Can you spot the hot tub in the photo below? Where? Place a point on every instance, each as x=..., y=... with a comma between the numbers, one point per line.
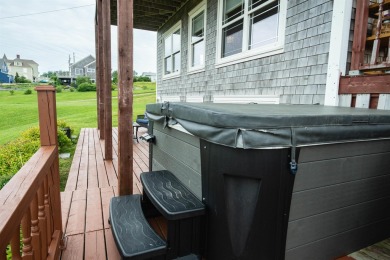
x=279, y=181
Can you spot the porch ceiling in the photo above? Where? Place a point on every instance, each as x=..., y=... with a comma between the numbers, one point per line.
x=150, y=14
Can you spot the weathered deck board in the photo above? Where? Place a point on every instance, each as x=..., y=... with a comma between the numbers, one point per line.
x=92, y=182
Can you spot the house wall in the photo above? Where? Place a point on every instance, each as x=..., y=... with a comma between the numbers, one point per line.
x=81, y=65
x=91, y=75
x=298, y=74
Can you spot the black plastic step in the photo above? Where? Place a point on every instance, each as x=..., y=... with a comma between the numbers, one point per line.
x=170, y=196
x=134, y=237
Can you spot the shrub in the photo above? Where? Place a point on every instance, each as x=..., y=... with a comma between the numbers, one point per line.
x=84, y=87
x=16, y=153
x=81, y=80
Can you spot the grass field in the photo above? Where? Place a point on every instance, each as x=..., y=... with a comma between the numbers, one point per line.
x=19, y=112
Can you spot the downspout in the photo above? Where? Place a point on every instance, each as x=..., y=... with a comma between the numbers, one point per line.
x=338, y=49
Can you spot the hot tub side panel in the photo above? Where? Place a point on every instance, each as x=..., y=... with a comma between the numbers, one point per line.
x=179, y=153
x=340, y=201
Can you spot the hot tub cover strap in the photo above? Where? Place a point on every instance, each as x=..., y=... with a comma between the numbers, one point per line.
x=273, y=126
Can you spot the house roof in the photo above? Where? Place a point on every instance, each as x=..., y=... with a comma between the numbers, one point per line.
x=150, y=14
x=25, y=63
x=89, y=57
x=89, y=64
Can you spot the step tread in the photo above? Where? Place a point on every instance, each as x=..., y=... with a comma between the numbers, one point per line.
x=132, y=233
x=170, y=196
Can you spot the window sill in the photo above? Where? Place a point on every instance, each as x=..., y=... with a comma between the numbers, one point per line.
x=171, y=76
x=195, y=70
x=238, y=58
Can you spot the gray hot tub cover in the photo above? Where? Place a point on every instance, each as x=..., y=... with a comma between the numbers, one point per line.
x=255, y=126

## THE TASK
Start at the line with "Can you spot the house roof". Give that line and every line after it again, word for word, through the last line above.

## WRITTEN RESPONSE
Can you spot the house roof in the photo above? Where? Place a point on every instance, each as x=..., y=... with a comma between the numbers, one point per line.
x=150, y=14
x=25, y=63
x=89, y=57
x=89, y=64
Can you spot the step tread in the photo above? Where? Place a point on every instance, each as x=..., y=... with a comma between the numbers, one point per line.
x=132, y=233
x=170, y=196
Can you spot the window sill in the photo above? Where? Place a point on every instance, each as x=..., y=... with a comma between the numbers, one point per line.
x=171, y=76
x=195, y=70
x=238, y=58
Can you spot the gray hot tub cover in the photo above? Where? Place a point on every instance, each as x=..., y=... with a comma between the numbers, one point per line.
x=255, y=126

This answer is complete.